* _WHAT THE TASK ASKS_
Gather every line of the entries that includes the word "window".

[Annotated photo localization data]
*** Block opens ***

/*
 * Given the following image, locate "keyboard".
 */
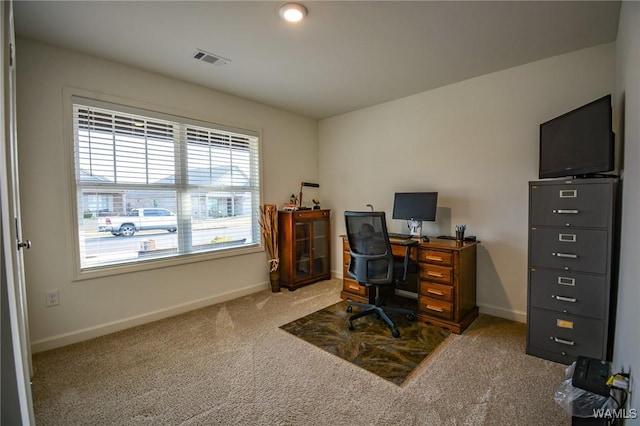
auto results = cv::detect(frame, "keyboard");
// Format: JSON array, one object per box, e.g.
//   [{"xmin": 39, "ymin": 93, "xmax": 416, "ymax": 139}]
[{"xmin": 388, "ymin": 233, "xmax": 413, "ymax": 239}]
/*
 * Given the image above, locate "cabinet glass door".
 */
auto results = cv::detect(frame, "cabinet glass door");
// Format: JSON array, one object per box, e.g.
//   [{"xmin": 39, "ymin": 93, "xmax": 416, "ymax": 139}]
[
  {"xmin": 312, "ymin": 219, "xmax": 328, "ymax": 276},
  {"xmin": 294, "ymin": 222, "xmax": 311, "ymax": 280}
]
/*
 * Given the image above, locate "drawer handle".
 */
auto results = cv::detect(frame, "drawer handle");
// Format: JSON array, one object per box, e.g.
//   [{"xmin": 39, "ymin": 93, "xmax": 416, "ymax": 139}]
[
  {"xmin": 553, "ymin": 209, "xmax": 579, "ymax": 214},
  {"xmin": 426, "ymin": 304, "xmax": 444, "ymax": 313},
  {"xmin": 552, "ymin": 252, "xmax": 578, "ymax": 259},
  {"xmin": 427, "ymin": 289, "xmax": 444, "ymax": 296},
  {"xmin": 551, "ymin": 337, "xmax": 575, "ymax": 346},
  {"xmin": 348, "ymin": 284, "xmax": 360, "ymax": 291},
  {"xmin": 559, "ymin": 190, "xmax": 577, "ymax": 198},
  {"xmin": 552, "ymin": 295, "xmax": 577, "ymax": 303},
  {"xmin": 427, "ymin": 271, "xmax": 444, "ymax": 278},
  {"xmin": 558, "ymin": 276, "xmax": 576, "ymax": 286},
  {"xmin": 558, "ymin": 234, "xmax": 576, "ymax": 243},
  {"xmin": 425, "ymin": 255, "xmax": 444, "ymax": 262}
]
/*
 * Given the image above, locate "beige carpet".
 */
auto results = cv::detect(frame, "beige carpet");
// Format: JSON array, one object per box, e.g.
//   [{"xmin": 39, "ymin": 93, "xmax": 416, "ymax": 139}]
[{"xmin": 32, "ymin": 278, "xmax": 571, "ymax": 425}]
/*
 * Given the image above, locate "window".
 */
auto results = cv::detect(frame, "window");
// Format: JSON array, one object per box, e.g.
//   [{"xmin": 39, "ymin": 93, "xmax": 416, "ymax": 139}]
[{"xmin": 72, "ymin": 97, "xmax": 261, "ymax": 273}]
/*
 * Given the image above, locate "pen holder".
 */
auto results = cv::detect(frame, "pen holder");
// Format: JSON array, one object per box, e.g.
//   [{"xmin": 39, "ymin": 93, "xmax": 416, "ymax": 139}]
[{"xmin": 455, "ymin": 230, "xmax": 465, "ymax": 241}]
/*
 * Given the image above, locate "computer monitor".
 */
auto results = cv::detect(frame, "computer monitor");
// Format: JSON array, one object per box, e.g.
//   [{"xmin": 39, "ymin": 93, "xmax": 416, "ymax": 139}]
[{"xmin": 392, "ymin": 192, "xmax": 438, "ymax": 236}]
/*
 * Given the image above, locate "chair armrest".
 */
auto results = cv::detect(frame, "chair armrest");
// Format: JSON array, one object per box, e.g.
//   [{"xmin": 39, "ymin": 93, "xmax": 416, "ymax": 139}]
[{"xmin": 397, "ymin": 240, "xmax": 418, "ymax": 282}]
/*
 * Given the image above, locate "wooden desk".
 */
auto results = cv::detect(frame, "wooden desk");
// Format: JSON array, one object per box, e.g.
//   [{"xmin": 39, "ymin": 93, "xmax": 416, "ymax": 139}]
[{"xmin": 340, "ymin": 236, "xmax": 479, "ymax": 334}]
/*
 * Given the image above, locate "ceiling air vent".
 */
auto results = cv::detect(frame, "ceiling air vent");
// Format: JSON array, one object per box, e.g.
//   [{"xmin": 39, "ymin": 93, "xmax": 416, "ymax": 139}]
[{"xmin": 193, "ymin": 49, "xmax": 230, "ymax": 67}]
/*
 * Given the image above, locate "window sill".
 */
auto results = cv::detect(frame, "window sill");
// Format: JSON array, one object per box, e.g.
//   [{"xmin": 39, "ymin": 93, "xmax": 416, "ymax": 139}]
[{"xmin": 74, "ymin": 243, "xmax": 262, "ymax": 281}]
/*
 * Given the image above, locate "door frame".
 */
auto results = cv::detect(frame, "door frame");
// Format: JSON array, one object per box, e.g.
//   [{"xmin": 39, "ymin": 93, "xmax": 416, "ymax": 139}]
[{"xmin": 1, "ymin": 0, "xmax": 35, "ymax": 423}]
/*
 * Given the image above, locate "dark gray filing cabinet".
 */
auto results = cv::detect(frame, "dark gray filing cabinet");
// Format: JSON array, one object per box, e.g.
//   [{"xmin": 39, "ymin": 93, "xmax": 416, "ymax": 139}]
[{"xmin": 526, "ymin": 178, "xmax": 619, "ymax": 365}]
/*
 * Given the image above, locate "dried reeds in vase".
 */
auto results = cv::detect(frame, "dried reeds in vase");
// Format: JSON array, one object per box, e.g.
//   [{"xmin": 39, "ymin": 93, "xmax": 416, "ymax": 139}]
[{"xmin": 259, "ymin": 204, "xmax": 279, "ymax": 272}]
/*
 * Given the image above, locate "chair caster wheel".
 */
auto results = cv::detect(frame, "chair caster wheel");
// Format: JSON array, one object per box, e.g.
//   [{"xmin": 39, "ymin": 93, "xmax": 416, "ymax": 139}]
[
  {"xmin": 407, "ymin": 312, "xmax": 416, "ymax": 322},
  {"xmin": 391, "ymin": 328, "xmax": 400, "ymax": 338},
  {"xmin": 346, "ymin": 305, "xmax": 353, "ymax": 313},
  {"xmin": 348, "ymin": 321, "xmax": 355, "ymax": 331}
]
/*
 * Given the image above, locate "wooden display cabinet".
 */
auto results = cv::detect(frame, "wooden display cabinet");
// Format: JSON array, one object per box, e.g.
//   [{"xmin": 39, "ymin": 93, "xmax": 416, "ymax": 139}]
[{"xmin": 278, "ymin": 209, "xmax": 331, "ymax": 290}]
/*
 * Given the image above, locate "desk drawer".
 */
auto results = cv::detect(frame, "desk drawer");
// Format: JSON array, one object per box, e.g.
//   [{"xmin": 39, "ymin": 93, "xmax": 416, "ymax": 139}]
[
  {"xmin": 343, "ymin": 250, "xmax": 351, "ymax": 265},
  {"xmin": 419, "ymin": 263, "xmax": 453, "ymax": 284},
  {"xmin": 343, "ymin": 278, "xmax": 366, "ymax": 297},
  {"xmin": 344, "ymin": 238, "xmax": 416, "ymax": 261},
  {"xmin": 391, "ymin": 243, "xmax": 417, "ymax": 259},
  {"xmin": 292, "ymin": 209, "xmax": 330, "ymax": 220},
  {"xmin": 527, "ymin": 308, "xmax": 604, "ymax": 360},
  {"xmin": 419, "ymin": 249, "xmax": 453, "ymax": 266},
  {"xmin": 419, "ymin": 281, "xmax": 453, "ymax": 302},
  {"xmin": 419, "ymin": 296, "xmax": 453, "ymax": 320}
]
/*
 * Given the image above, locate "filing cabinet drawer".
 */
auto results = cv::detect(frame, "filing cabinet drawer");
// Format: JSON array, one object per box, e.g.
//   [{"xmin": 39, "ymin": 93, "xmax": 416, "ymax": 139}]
[
  {"xmin": 529, "ymin": 269, "xmax": 607, "ymax": 319},
  {"xmin": 343, "ymin": 278, "xmax": 366, "ymax": 297},
  {"xmin": 528, "ymin": 308, "xmax": 604, "ymax": 360},
  {"xmin": 419, "ymin": 263, "xmax": 453, "ymax": 284},
  {"xmin": 419, "ymin": 281, "xmax": 453, "ymax": 302},
  {"xmin": 419, "ymin": 249, "xmax": 453, "ymax": 266},
  {"xmin": 529, "ymin": 227, "xmax": 608, "ymax": 274},
  {"xmin": 530, "ymin": 183, "xmax": 612, "ymax": 228},
  {"xmin": 419, "ymin": 296, "xmax": 453, "ymax": 320}
]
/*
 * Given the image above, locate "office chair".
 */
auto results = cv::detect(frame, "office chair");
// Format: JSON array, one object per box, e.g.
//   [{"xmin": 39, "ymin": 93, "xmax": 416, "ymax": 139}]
[{"xmin": 344, "ymin": 211, "xmax": 417, "ymax": 338}]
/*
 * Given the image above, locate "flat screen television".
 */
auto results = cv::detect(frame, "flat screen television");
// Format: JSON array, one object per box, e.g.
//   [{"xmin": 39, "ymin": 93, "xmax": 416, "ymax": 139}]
[
  {"xmin": 539, "ymin": 94, "xmax": 614, "ymax": 179},
  {"xmin": 392, "ymin": 192, "xmax": 438, "ymax": 236}
]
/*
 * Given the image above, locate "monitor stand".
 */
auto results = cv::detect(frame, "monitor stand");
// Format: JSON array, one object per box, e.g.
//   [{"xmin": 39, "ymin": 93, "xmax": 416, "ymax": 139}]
[{"xmin": 409, "ymin": 220, "xmax": 422, "ymax": 237}]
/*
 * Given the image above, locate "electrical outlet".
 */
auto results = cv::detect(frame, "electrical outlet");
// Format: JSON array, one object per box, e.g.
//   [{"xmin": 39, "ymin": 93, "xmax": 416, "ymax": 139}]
[{"xmin": 45, "ymin": 289, "xmax": 59, "ymax": 307}]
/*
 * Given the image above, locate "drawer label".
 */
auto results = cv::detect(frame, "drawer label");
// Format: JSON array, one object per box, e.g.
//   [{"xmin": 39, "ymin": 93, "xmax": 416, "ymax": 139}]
[
  {"xmin": 558, "ymin": 276, "xmax": 576, "ymax": 286},
  {"xmin": 559, "ymin": 189, "xmax": 577, "ymax": 198},
  {"xmin": 556, "ymin": 319, "xmax": 574, "ymax": 329},
  {"xmin": 558, "ymin": 233, "xmax": 577, "ymax": 243}
]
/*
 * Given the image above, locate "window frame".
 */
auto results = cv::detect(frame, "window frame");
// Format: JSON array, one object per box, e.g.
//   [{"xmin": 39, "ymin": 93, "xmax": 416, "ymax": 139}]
[{"xmin": 63, "ymin": 88, "xmax": 265, "ymax": 280}]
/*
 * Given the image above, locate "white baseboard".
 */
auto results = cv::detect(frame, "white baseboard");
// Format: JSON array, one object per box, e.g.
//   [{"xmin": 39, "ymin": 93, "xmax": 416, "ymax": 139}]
[
  {"xmin": 479, "ymin": 303, "xmax": 527, "ymax": 323},
  {"xmin": 333, "ymin": 268, "xmax": 527, "ymax": 324},
  {"xmin": 31, "ymin": 281, "xmax": 269, "ymax": 353}
]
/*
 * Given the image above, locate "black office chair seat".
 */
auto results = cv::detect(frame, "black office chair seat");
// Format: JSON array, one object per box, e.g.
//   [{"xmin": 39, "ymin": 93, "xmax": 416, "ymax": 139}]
[{"xmin": 344, "ymin": 211, "xmax": 417, "ymax": 338}]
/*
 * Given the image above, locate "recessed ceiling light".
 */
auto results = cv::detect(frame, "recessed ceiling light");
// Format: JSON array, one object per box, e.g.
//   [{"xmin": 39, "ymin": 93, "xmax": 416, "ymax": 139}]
[{"xmin": 279, "ymin": 3, "xmax": 307, "ymax": 23}]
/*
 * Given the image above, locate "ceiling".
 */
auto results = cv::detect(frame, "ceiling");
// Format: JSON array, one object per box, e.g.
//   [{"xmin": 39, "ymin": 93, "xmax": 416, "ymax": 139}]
[{"xmin": 13, "ymin": 1, "xmax": 621, "ymax": 120}]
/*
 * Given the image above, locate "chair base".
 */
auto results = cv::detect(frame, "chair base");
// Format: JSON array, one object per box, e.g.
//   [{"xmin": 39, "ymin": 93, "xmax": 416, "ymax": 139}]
[{"xmin": 346, "ymin": 295, "xmax": 415, "ymax": 338}]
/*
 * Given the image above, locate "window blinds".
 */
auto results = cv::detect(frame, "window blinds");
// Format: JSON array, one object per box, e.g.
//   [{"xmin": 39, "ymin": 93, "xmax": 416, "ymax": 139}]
[{"xmin": 72, "ymin": 97, "xmax": 261, "ymax": 270}]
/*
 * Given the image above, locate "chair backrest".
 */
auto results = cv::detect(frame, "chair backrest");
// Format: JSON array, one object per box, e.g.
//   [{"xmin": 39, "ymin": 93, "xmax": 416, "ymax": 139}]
[{"xmin": 344, "ymin": 211, "xmax": 394, "ymax": 285}]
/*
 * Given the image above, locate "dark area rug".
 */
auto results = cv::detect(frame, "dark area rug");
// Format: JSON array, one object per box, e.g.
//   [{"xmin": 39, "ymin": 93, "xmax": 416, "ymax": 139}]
[{"xmin": 280, "ymin": 300, "xmax": 451, "ymax": 385}]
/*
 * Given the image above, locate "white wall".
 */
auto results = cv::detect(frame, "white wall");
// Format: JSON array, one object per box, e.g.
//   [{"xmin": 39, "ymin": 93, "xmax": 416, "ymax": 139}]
[
  {"xmin": 615, "ymin": 1, "xmax": 640, "ymax": 415},
  {"xmin": 319, "ymin": 43, "xmax": 616, "ymax": 322},
  {"xmin": 16, "ymin": 39, "xmax": 318, "ymax": 352}
]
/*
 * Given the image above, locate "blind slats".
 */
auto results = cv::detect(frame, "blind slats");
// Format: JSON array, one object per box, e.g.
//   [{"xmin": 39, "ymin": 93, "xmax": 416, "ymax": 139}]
[{"xmin": 73, "ymin": 100, "xmax": 261, "ymax": 270}]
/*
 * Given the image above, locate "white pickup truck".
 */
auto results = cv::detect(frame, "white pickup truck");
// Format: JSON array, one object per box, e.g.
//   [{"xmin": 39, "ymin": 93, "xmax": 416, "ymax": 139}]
[{"xmin": 97, "ymin": 208, "xmax": 177, "ymax": 237}]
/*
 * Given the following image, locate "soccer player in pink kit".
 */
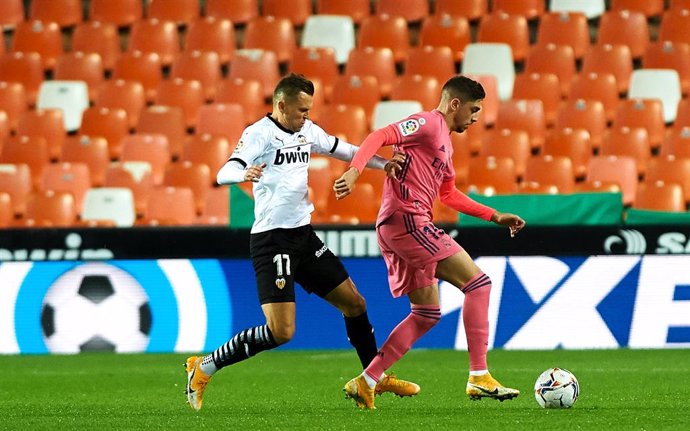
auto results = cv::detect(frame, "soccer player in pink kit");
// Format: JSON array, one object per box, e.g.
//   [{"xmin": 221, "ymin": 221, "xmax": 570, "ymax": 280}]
[{"xmin": 334, "ymin": 76, "xmax": 526, "ymax": 409}]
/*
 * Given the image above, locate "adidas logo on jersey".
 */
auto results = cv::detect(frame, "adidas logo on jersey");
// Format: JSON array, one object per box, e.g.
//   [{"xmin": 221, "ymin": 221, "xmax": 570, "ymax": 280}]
[{"xmin": 274, "ymin": 149, "xmax": 310, "ymax": 165}]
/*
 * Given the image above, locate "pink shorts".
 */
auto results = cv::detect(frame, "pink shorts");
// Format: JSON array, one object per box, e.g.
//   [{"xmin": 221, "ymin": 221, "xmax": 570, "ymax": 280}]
[{"xmin": 376, "ymin": 211, "xmax": 462, "ymax": 297}]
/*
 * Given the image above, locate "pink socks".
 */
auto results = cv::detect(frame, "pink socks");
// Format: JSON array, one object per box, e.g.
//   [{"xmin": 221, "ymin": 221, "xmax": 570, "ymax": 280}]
[{"xmin": 461, "ymin": 273, "xmax": 492, "ymax": 371}]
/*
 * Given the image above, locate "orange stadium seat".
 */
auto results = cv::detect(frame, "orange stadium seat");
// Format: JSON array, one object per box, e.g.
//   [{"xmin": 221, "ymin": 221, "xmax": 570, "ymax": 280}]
[
  {"xmin": 597, "ymin": 10, "xmax": 649, "ymax": 60},
  {"xmin": 0, "ymin": 0, "xmax": 24, "ymax": 29},
  {"xmin": 646, "ymin": 155, "xmax": 690, "ymax": 203},
  {"xmin": 72, "ymin": 21, "xmax": 121, "ymax": 72},
  {"xmin": 660, "ymin": 127, "xmax": 690, "ymax": 158},
  {"xmin": 524, "ymin": 44, "xmax": 576, "ymax": 97},
  {"xmin": 104, "ymin": 162, "xmax": 155, "ymax": 216},
  {"xmin": 492, "ymin": 0, "xmax": 544, "ymax": 20},
  {"xmin": 29, "ymin": 0, "xmax": 82, "ymax": 28},
  {"xmin": 229, "ymin": 50, "xmax": 280, "ymax": 99},
  {"xmin": 215, "ymin": 78, "xmax": 265, "ymax": 125},
  {"xmin": 477, "ymin": 12, "xmax": 529, "ymax": 63},
  {"xmin": 0, "ymin": 136, "xmax": 49, "ymax": 189},
  {"xmin": 164, "ymin": 161, "xmax": 212, "ymax": 214},
  {"xmin": 182, "ymin": 134, "xmax": 231, "ymax": 178},
  {"xmin": 643, "ymin": 41, "xmax": 690, "ymax": 97},
  {"xmin": 611, "ymin": 0, "xmax": 665, "ymax": 18},
  {"xmin": 185, "ymin": 17, "xmax": 235, "ymax": 66},
  {"xmin": 464, "ymin": 74, "xmax": 498, "ymax": 126},
  {"xmin": 112, "ymin": 51, "xmax": 163, "ymax": 103},
  {"xmin": 674, "ymin": 99, "xmax": 690, "ymax": 131},
  {"xmin": 613, "ymin": 99, "xmax": 666, "ymax": 151},
  {"xmin": 419, "ymin": 14, "xmax": 470, "ymax": 63},
  {"xmin": 147, "ymin": 0, "xmax": 199, "ymax": 27},
  {"xmin": 537, "ymin": 12, "xmax": 590, "ymax": 60},
  {"xmin": 89, "ymin": 0, "xmax": 142, "ymax": 27},
  {"xmin": 659, "ymin": 8, "xmax": 690, "ymax": 46},
  {"xmin": 670, "ymin": 0, "xmax": 690, "ymax": 9},
  {"xmin": 0, "ymin": 192, "xmax": 11, "ymax": 227},
  {"xmin": 25, "ymin": 190, "xmax": 78, "ymax": 227},
  {"xmin": 316, "ymin": 104, "xmax": 368, "ymax": 145},
  {"xmin": 495, "ymin": 99, "xmax": 546, "ymax": 152},
  {"xmin": 16, "ymin": 109, "xmax": 65, "ymax": 161},
  {"xmin": 587, "ymin": 155, "xmax": 638, "ymax": 206},
  {"xmin": 600, "ymin": 127, "xmax": 651, "ymax": 177},
  {"xmin": 261, "ymin": 0, "xmax": 312, "ymax": 27},
  {"xmin": 466, "ymin": 156, "xmax": 518, "ymax": 195},
  {"xmin": 556, "ymin": 99, "xmax": 607, "ymax": 152},
  {"xmin": 345, "ymin": 47, "xmax": 396, "ymax": 98},
  {"xmin": 435, "ymin": 0, "xmax": 488, "ymax": 22},
  {"xmin": 479, "ymin": 129, "xmax": 530, "ymax": 179},
  {"xmin": 61, "ymin": 135, "xmax": 109, "ymax": 187},
  {"xmin": 634, "ymin": 181, "xmax": 686, "ymax": 212},
  {"xmin": 450, "ymin": 133, "xmax": 472, "ymax": 186},
  {"xmin": 155, "ymin": 79, "xmax": 205, "ymax": 128},
  {"xmin": 143, "ymin": 186, "xmax": 196, "ymax": 225},
  {"xmin": 575, "ymin": 180, "xmax": 622, "ymax": 194},
  {"xmin": 11, "ymin": 20, "xmax": 62, "ymax": 71},
  {"xmin": 331, "ymin": 75, "xmax": 382, "ymax": 127},
  {"xmin": 128, "ymin": 19, "xmax": 180, "ymax": 67},
  {"xmin": 308, "ymin": 155, "xmax": 333, "ymax": 220},
  {"xmin": 137, "ymin": 106, "xmax": 186, "ymax": 160},
  {"xmin": 198, "ymin": 186, "xmax": 229, "ymax": 225},
  {"xmin": 391, "ymin": 75, "xmax": 440, "ymax": 112},
  {"xmin": 358, "ymin": 15, "xmax": 410, "ymax": 65},
  {"xmin": 0, "ymin": 111, "xmax": 8, "ymax": 144},
  {"xmin": 54, "ymin": 52, "xmax": 105, "ymax": 102},
  {"xmin": 80, "ymin": 107, "xmax": 129, "ymax": 160},
  {"xmin": 376, "ymin": 0, "xmax": 429, "ymax": 23},
  {"xmin": 327, "ymin": 182, "xmax": 378, "ymax": 224},
  {"xmin": 316, "ymin": 0, "xmax": 370, "ymax": 25},
  {"xmin": 581, "ymin": 44, "xmax": 633, "ymax": 95},
  {"xmin": 196, "ymin": 103, "xmax": 245, "ymax": 145},
  {"xmin": 525, "ymin": 155, "xmax": 576, "ymax": 194},
  {"xmin": 0, "ymin": 163, "xmax": 32, "ymax": 216},
  {"xmin": 95, "ymin": 80, "xmax": 146, "ymax": 129},
  {"xmin": 243, "ymin": 17, "xmax": 296, "ymax": 65},
  {"xmin": 0, "ymin": 81, "xmax": 28, "ymax": 131},
  {"xmin": 405, "ymin": 46, "xmax": 455, "ymax": 89},
  {"xmin": 120, "ymin": 134, "xmax": 171, "ymax": 186},
  {"xmin": 171, "ymin": 51, "xmax": 222, "ymax": 102},
  {"xmin": 568, "ymin": 72, "xmax": 620, "ymax": 123},
  {"xmin": 40, "ymin": 162, "xmax": 91, "ymax": 213},
  {"xmin": 205, "ymin": 0, "xmax": 257, "ymax": 25},
  {"xmin": 290, "ymin": 47, "xmax": 338, "ymax": 102},
  {"xmin": 542, "ymin": 128, "xmax": 593, "ymax": 179},
  {"xmin": 512, "ymin": 73, "xmax": 561, "ymax": 128}
]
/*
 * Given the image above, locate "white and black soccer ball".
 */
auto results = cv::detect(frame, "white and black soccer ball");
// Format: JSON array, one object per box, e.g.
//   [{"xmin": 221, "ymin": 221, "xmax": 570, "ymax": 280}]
[
  {"xmin": 41, "ymin": 263, "xmax": 151, "ymax": 353},
  {"xmin": 534, "ymin": 367, "xmax": 580, "ymax": 408}
]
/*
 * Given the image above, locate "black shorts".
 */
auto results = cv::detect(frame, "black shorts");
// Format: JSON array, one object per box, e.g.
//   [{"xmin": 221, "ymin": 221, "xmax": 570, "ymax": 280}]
[{"xmin": 250, "ymin": 224, "xmax": 350, "ymax": 304}]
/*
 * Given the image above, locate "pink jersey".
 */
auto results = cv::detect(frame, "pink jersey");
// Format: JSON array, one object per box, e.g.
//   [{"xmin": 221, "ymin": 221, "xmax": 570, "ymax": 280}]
[{"xmin": 377, "ymin": 110, "xmax": 454, "ymax": 225}]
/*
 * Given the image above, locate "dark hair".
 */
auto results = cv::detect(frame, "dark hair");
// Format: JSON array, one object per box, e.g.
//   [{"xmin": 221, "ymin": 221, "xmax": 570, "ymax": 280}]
[
  {"xmin": 273, "ymin": 73, "xmax": 315, "ymax": 101},
  {"xmin": 442, "ymin": 75, "xmax": 485, "ymax": 102}
]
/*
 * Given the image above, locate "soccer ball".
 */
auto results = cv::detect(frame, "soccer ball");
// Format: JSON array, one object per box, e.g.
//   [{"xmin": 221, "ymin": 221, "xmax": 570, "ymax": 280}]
[
  {"xmin": 534, "ymin": 367, "xmax": 580, "ymax": 408},
  {"xmin": 41, "ymin": 263, "xmax": 151, "ymax": 353}
]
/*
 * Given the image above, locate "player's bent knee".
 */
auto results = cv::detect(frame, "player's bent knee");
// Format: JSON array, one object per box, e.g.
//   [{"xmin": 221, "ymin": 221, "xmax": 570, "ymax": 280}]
[
  {"xmin": 270, "ymin": 326, "xmax": 295, "ymax": 345},
  {"xmin": 342, "ymin": 294, "xmax": 367, "ymax": 317}
]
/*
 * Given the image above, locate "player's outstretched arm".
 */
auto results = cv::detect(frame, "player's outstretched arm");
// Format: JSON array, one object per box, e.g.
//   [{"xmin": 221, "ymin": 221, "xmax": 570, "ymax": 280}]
[{"xmin": 490, "ymin": 211, "xmax": 526, "ymax": 237}]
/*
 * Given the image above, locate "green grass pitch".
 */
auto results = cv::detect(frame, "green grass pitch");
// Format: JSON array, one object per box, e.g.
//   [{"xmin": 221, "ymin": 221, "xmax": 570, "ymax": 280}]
[{"xmin": 2, "ymin": 349, "xmax": 689, "ymax": 430}]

*** Block closes ***

* _REPLY TO THE EXERCISE_
 * Given the image above, locate "window".
auto results = cv::detect(frame, "window");
 * Given the image above, locate "window sill".
auto results = cv::detect(frame, "window sill");
 * Given the image above, locate "window frame".
auto results = cv::detect(frame, "window frame");
 * Given the image above, locate "window blinds".
auto results = cv::detect(frame, "window blinds");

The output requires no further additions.